EmbedGuard: Cross-Layer Detection and Provenance Attestation for Adversarial Embedding Attacks in RAG Systems
DOI:
https://doi.org/10.22399/ijcesen.4869Keywords:
Retrieval-Augmented Generation Security, Embedding Space Poisoning, Cross-Layer Attack Detection, Trusted Execution Environments, Cryptographic Provenance AttestationAbstract
Embedding-based Retrieval-Augmented Generation (RAG) systems are critical infrastructure for production AI applications, yet they remain vulnerable to embedding space poisoning attacks that achieve disproportionate success with minimal payloads (<1% corpus contamination, resulting in>80% attack success rates). Current single-layer defense approaches optimize for high-amplitude signals in narrow-dimensional subspaces, making them systematically vulnerable to coordinated cross-layer attacks that distribute adversarial signals across architectural layers. EmbedGuard is an adaptive, cross-layer detection framework integrating hardware-backed cryptographic attestation with statistical anomaly detection across four RAG architectural layers: prompt layer injection detection, embedding layer hardware attestation via Trusted Execution Environments (TEEs), retrieval layer distributional analysis, and output layer consistency verification. The framework employs efficient techniques, including incremental Principal Component Analysis and Kullback-Leibler divergence metrics, to detect subtle, coordinated attacks while maintaining production-grade latencies. Evaluation of a production-scale system (500,000 embeddings, 47,000 queries) demonstrates a 94.7% detection rate for optimization-based attacks and 89.3% for adaptive attacks, with a 3.2% false positive rate and a 51ms mean latency overhead. Ablation studies quantify an 18.4 percentage point improvement from cross-layer correlation over the best single-layer approach. The framework operates in three deployment modes—passive logging, gated human review, and active automatic remediation—enabling deployment across diverse organizational contexts and security requirements while protecting against adversarial embedding manipulation.

◆ **WHAT YOU WILL DO**: According to the EmbedGuard abstract, in which three deployment modes does the framework operate? The rows that come next are not needed for the task.

◆ **LISTED RECORDS**:
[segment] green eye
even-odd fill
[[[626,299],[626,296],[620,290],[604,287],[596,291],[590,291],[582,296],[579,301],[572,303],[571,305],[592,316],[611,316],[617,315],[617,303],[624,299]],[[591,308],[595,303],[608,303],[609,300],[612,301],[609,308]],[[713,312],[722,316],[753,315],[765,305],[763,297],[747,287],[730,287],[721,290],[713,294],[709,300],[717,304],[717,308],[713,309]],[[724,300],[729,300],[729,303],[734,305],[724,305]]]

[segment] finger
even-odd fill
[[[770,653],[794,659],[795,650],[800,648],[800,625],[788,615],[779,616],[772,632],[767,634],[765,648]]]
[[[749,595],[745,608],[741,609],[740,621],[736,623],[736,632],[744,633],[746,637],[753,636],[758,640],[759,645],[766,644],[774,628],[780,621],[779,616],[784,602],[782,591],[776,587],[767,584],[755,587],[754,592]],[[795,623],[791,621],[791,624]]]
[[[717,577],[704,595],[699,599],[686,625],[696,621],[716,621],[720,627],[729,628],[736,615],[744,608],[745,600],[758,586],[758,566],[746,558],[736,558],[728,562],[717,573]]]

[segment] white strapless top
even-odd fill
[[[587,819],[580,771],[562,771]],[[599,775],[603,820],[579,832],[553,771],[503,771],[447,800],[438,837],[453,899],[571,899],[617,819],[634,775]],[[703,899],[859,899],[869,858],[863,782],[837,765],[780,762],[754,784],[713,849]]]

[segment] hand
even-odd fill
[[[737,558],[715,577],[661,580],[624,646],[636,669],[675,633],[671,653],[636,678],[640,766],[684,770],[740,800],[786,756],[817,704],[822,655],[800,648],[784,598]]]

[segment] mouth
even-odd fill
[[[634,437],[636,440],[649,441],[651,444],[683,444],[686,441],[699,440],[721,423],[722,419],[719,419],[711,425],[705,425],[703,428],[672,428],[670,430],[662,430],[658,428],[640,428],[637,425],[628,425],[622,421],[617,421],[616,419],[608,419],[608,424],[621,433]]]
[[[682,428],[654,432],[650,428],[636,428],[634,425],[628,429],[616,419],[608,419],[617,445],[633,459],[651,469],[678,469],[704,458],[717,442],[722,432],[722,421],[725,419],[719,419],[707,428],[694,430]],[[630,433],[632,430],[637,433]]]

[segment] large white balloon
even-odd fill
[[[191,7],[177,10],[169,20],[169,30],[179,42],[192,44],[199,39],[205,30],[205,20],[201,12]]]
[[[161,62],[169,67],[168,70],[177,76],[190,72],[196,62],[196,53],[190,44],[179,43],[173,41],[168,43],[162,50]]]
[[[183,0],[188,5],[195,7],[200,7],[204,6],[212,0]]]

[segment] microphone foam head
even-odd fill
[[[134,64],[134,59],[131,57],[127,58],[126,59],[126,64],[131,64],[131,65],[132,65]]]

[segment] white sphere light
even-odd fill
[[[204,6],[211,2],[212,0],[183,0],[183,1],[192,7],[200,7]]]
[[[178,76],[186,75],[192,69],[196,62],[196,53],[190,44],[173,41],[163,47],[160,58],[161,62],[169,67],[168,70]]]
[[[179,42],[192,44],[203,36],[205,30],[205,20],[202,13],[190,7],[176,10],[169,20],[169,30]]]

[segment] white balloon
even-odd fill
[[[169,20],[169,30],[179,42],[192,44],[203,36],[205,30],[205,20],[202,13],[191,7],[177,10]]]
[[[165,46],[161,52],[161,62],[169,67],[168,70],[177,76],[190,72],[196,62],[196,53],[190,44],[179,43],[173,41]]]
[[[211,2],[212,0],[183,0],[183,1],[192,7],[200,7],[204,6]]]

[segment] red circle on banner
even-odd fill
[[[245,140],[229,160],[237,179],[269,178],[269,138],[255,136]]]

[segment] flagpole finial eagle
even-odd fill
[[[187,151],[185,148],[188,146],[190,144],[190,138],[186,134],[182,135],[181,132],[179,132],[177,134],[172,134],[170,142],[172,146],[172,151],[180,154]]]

◆ **SOLUTION TO THE PROBLEM**: Passive logging, gated human review, and active automatic remediation.